PROVIDED PASSAGE:

----------

Cameroon: Mountain Hotel, Buea

In the lap of luxury, with Mount Cameroon above.

Fantastic place: cool mountain temperature, green lawns, hot bath, ornately comfortable sitting room where I write this, and a swimming pool. OK, the pool water is opaque with muck, but you can't have everything.

Buea is a very spread-out town: taxis are required.

I like Cameroon a lot. Relaxed, cafe culture, many police checks but they're generally perfunctory, green countryside, nice and so-far bilingual people.

So: hated Calabar at first, but warmed to it considerably. Paradise City Hotel is a dilapidated but charming complex: snack bar, mini-zoo, nightclub, bar, hotel, grounds, etc. Moped taxis to and from and around town. Just watched the World Cup the first night.

Next day, moped'd to town to change money, an epic journey: walked an hour through Calabar's winding streets, to a bureau de change that no longer exists, asked at a plush restaurant and wound up following a 300-pound woman around town on moped to a black marketeer. Came back to her restaurant, ate & watched African MTV, shopped, returned, made (last) dinner. Then went down to Freedy's, where we met Ricky - Scottish expat welder/helicopter pilot for Mobil - and watched England lose a nail-biting World Cup match to Argentina (or, more accurately, watched the referee steal it.) A dejected crowd returned.

Next morning, to the drill-monkey sanctuary up the road, an impressive place, founded & staffed by people who came to Nigeria for 10 days and stayed for years, plus an army of knowledgeable locals. Drills frolicked and played in their cages, but the real stars were the chimps, who strutted, fretted, flung wood chips at Wendy & Patsy, shook hands (and feet), posed for the cameras, ooked and howled, all very human.

Left to have an (excellent) jam donut at the bakery down the road and bumped into Tim & Naomi: after letting Ricky buy us a drink, we went on the brief (hollow laugh) boat trip to Creek Town.

After whiling away the wait for the boatman by sampling kola nut (bleah), we set off on a pirogue past naval warships, docked oil rigs, and ship's graveyards, followed by thicker and thicker mangrove swamps, sun beating on us, mangrove branches dangling above. Fish thrashing on lines hung from the branches. The ominous B-movie buzz when paddling ceased. took 2.5 hours to reach Creek Town, a very peaceful town - especially for Nigeria - with a beautiful riverfront, statue-laden cemetery, cheap palm wine. But hard to judge as we were only there for 25 minutes, because there was one more bus and no more boats back.

----------

SUPPLIED DATA:

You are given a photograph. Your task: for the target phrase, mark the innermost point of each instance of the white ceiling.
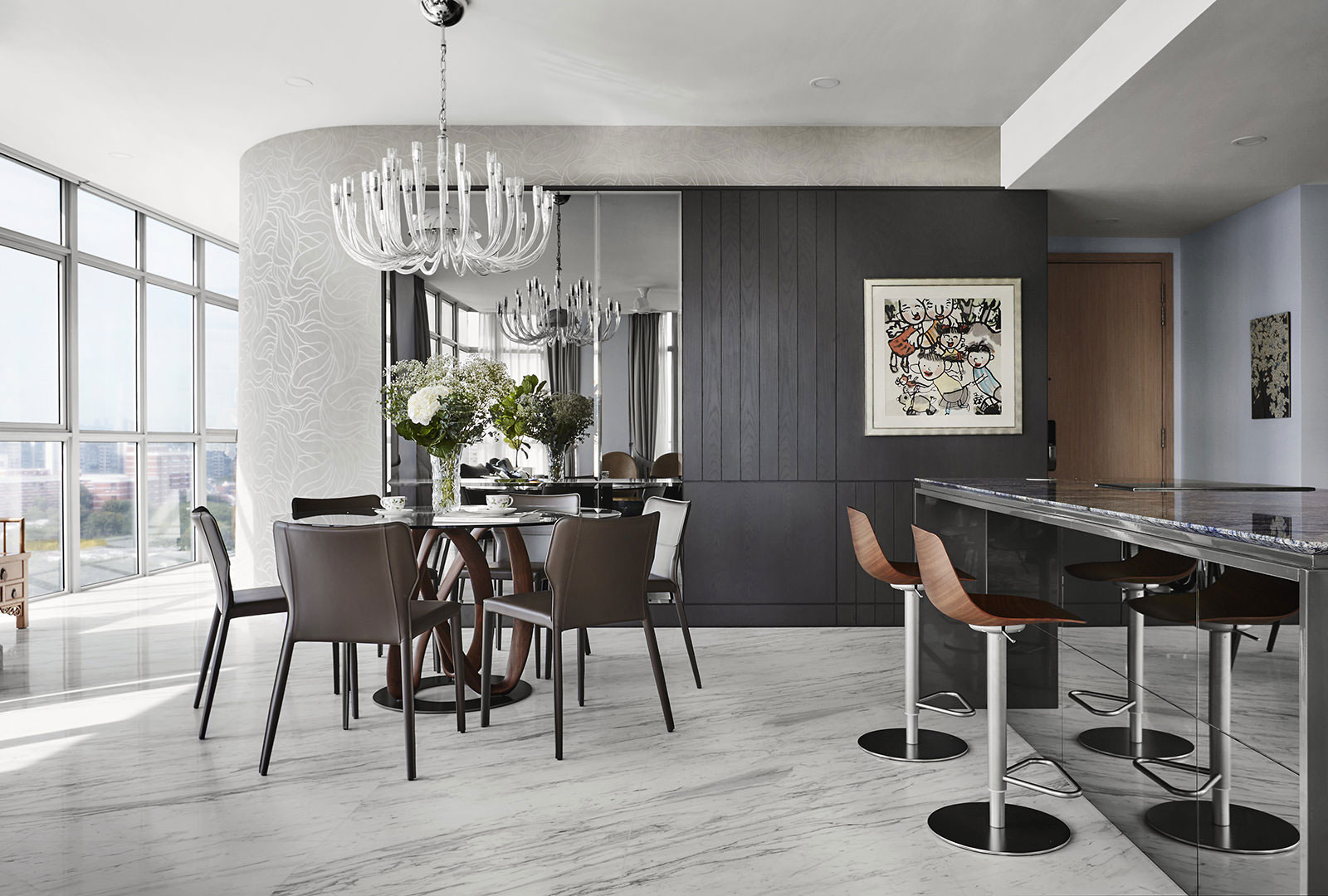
(641, 246)
(185, 88)
(1157, 154)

----------

REQUIREMENTS:
A) In the travel account, rewrite the stretch from "I like Cameroon" through "the first night.", renaming "Paradise City Hotel" as "Paradise Garden Hotel".
B) For each statement below, say whether the travel account supports it, and quote the words that decide it.
(i) The swimming pool water at the Mountain Hotel is clear.
(ii) Getting around Buea requires taxis.
(iii) The trip by pirogue to Creek Town took 2.5 hours.
C) According to the travel account, how long did the group stay in Creek Town?

EXPECTED OUTPUTS:
A)
I like Cameroon a lot. Relaxed, cafe culture, many police checks but they're generally perfunctory, green countryside, nice and so-far bilingual people.

So: hated Calabar at first, but warmed to it considerably. Paradise Garden Hotel is a dilapidated but charming complex: snack bar, mini-zoo, nightclub, bar, hotel, grounds, etc. Moped taxis to and from and around town. Just watched the World Cup the first night.

B)
(i) No: "the pool water is opaque with muck"
(ii) Yes: "Buea is a very spread-out town: taxis are required."
(iii) Yes: "took 2.5 hours to reach Creek Town"

C) They were there for only 25 minutes.